■ Record excerpts
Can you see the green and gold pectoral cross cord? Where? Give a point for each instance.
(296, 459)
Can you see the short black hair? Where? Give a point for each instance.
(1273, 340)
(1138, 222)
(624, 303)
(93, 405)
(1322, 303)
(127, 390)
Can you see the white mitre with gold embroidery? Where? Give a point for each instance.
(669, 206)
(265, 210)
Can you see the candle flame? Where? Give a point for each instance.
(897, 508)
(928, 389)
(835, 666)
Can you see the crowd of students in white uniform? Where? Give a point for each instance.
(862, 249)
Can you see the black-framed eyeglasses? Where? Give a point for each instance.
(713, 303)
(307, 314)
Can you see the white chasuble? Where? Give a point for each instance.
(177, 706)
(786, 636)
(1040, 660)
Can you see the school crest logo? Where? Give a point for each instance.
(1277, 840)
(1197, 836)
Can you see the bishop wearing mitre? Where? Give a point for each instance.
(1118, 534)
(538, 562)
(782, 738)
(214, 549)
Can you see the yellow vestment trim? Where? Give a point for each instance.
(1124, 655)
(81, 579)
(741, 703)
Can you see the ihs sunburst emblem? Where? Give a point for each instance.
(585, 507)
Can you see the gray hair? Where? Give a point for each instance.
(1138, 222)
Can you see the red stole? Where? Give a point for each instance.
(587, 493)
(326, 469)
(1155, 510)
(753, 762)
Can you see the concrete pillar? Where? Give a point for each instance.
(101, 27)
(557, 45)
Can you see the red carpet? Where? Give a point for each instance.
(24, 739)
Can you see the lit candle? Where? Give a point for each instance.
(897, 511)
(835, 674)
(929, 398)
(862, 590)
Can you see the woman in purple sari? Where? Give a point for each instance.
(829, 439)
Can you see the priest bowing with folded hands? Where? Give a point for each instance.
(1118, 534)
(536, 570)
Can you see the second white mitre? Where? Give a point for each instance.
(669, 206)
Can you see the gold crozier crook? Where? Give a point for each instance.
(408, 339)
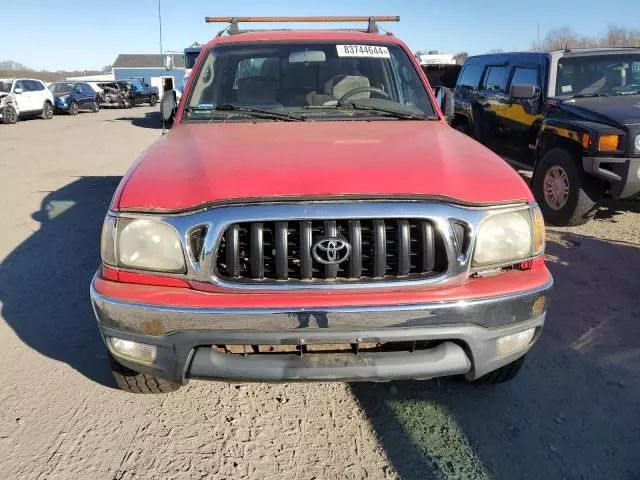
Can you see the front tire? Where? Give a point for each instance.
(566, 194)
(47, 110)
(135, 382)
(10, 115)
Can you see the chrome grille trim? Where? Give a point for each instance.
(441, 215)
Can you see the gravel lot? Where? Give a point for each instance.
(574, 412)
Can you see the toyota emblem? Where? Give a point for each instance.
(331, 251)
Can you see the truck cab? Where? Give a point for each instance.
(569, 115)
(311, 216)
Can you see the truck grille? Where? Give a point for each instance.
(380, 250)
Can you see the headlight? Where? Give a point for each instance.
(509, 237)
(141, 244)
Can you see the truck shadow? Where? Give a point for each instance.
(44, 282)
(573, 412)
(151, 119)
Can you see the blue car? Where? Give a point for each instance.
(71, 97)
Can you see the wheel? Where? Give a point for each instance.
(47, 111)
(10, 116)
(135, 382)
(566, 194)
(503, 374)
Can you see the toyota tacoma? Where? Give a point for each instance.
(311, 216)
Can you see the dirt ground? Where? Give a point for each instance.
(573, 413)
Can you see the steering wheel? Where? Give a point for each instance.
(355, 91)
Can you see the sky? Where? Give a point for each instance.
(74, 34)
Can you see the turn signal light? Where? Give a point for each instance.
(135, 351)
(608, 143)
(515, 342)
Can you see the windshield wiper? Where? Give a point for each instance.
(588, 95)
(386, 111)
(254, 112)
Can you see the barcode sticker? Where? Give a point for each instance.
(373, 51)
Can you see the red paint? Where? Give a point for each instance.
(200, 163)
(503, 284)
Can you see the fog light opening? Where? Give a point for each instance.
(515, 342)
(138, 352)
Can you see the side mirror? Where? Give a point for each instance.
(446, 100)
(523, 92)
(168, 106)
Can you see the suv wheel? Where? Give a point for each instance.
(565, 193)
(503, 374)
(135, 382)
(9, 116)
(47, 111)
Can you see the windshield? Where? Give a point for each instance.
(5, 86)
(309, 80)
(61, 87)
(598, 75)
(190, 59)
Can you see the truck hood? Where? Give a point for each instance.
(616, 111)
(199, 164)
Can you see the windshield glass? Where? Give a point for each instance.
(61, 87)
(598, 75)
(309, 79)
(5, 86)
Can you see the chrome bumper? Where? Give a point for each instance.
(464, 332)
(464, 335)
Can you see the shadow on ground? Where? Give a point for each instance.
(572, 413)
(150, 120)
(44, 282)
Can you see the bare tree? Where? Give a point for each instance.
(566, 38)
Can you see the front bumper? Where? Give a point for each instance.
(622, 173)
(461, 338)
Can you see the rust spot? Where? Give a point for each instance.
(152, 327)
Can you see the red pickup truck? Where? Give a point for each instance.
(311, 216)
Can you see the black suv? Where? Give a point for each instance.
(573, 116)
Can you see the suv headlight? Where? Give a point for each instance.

■ Problem details
Rewrite all of the lines above, replacing "instance" with "occurrence" wherever it appears and leaving everything else unchanged. Omit the pictures from your answer.

■ Written response
Can you see the green and gold pectoral cross cord? Where? Give a point for each occurrence.
(296, 459)
Can you see the short black hair? Where? Give a point for each occurrence.
(1273, 340)
(1138, 222)
(624, 303)
(93, 405)
(1322, 303)
(127, 390)
Can you see the white mitre with gold embroidery? Where? Give a point for each occurrence.
(669, 206)
(265, 210)
Can you see the candle flame? Where? Give a point for each occurrence.
(897, 508)
(928, 389)
(835, 666)
Can you see the crowd of students in white uniform? Where? Give a point for each occurrence.
(862, 249)
Can you see the black-framed eyeglasses? Where? Give a point for each occurrence.
(713, 303)
(307, 314)
Can you see the white chasuble? Where? Give a point for each occurrence.
(177, 706)
(786, 636)
(1040, 660)
Can you see the school crest logo? Where? Give a point for each occurrence.
(1277, 840)
(1197, 836)
Can you see the bishop wearing mitre? Where? Give a point for each occurrence.
(1118, 534)
(538, 562)
(782, 738)
(214, 549)
Can you see the yellow vestment trim? Where? Give a point for each occurrence.
(1124, 655)
(81, 579)
(741, 703)
Can you see the ihs sunburst emblem? Where? Give a point for each occurrence.
(585, 507)
Can you see the gray hair? Where? Give a point for each occurrence.
(1138, 222)
Can you see the red stole? Where? Give a point for each occurrence.
(587, 493)
(326, 469)
(1155, 510)
(753, 762)
Can you see the concrete pillar? Where? Give a point for each occurrence.
(101, 27)
(557, 45)
Can you see the red carpet? Where? Give a point for each occurrence.
(24, 739)
Can you see the lit candle? Where? Give a point for each occurrence.
(897, 511)
(835, 674)
(929, 398)
(862, 590)
Can you see the woman in purple sari? Where? Give a point for each occurrence.
(829, 439)
Can you see the priest bowing with folded hands? Where? Give a point for each occurrence.
(1118, 534)
(536, 570)
Can you see the second white mitre? Where? Give a point for each occurrence.
(669, 206)
Can you see the gold crozier crook? Where? Give a point for each occurrence.
(408, 339)
Can you see the front tire? Where? Give a point for each occurrence.
(566, 194)
(47, 110)
(135, 382)
(10, 115)
Can you see the chrome grille trim? Where? Give a point for each occurrence.
(441, 215)
Can you see the gravel lot? Where? Give a point for each occurrence.
(574, 412)
Can you see the toyota emblem? Where? Give a point for each occurrence.
(331, 251)
Can you see the truck cab? Where? Give a point for each occurrence.
(569, 115)
(311, 216)
Can you see the truck grille? Where? Give a point for each occurrence.
(380, 250)
Can you see the headlight? Where? Give a point for each occurrence.
(509, 237)
(141, 244)
Can you see the truck shadow? Where? Give a point for each occurrence.
(44, 282)
(573, 412)
(151, 119)
Can you see the blue car? Where? Give a point for each occurrence.
(71, 97)
Can you see the wheel? Where? Give a point for each occurrence.
(47, 111)
(10, 116)
(135, 382)
(566, 194)
(503, 374)
Can you see the toyota tacoma? Where? Give a point for each occurrence.
(311, 216)
Can you see the dirt ground? Where? Give a point for each occurrence.
(573, 413)
Can you see the steering wheel? Where? Give a point for each occurrence.
(355, 91)
Can you see the sky? Where? Give a point for each occurrence.
(74, 34)
Can you see the turn signal light? Where? Give a point for each occurrence.
(135, 351)
(608, 143)
(515, 342)
Can you see the windshield wiper? Where? Give a point for each occurrence.
(588, 95)
(386, 111)
(254, 112)
Can you see the barcode sticker? Where? Give a point for each occurrence.
(373, 51)
Can you see the red paint? Where? Give a point for each occurrence.
(200, 163)
(503, 284)
Can you see the fog light opening? Where? Give a point for each occurrence.
(515, 342)
(138, 352)
Can you see the side mirror? Where? Give a point for each occurrence.
(446, 100)
(523, 92)
(168, 106)
Can you see the suv wheel? Where? Give a point for each occurrence.
(565, 193)
(503, 374)
(135, 382)
(9, 116)
(47, 111)
Can you see the windshield? Where? Give a point for each occurrence.
(5, 86)
(309, 80)
(61, 87)
(598, 75)
(190, 59)
Can you see the truck hood? Where? Give a point for each occurrence.
(616, 111)
(199, 164)
Can you see the windshield glass? Where? Give a point for each occurrence.
(61, 87)
(598, 75)
(309, 79)
(5, 86)
Can you see the chrome bumper? Where? Give a point for each occurrence.
(464, 332)
(464, 335)
Can you see the shadow on ground? Where? Give a point for each occurrence.
(572, 413)
(150, 120)
(44, 282)
Can you see the bare tree? Where? Give a point for each occurrence.
(566, 38)
Can you see the front bumper? Where? Give a point for each occurrence.
(622, 173)
(461, 338)
Can you see the rust spot? Where? Give a point for each occurrence.
(152, 327)
Can you see the red pickup truck? Where? Give a point for each occurrence.
(311, 216)
Can you see the black suv? Where? Give a point for each occurrence.
(573, 116)
Can you see the suv headlight? Where? Give a point for each occurrence.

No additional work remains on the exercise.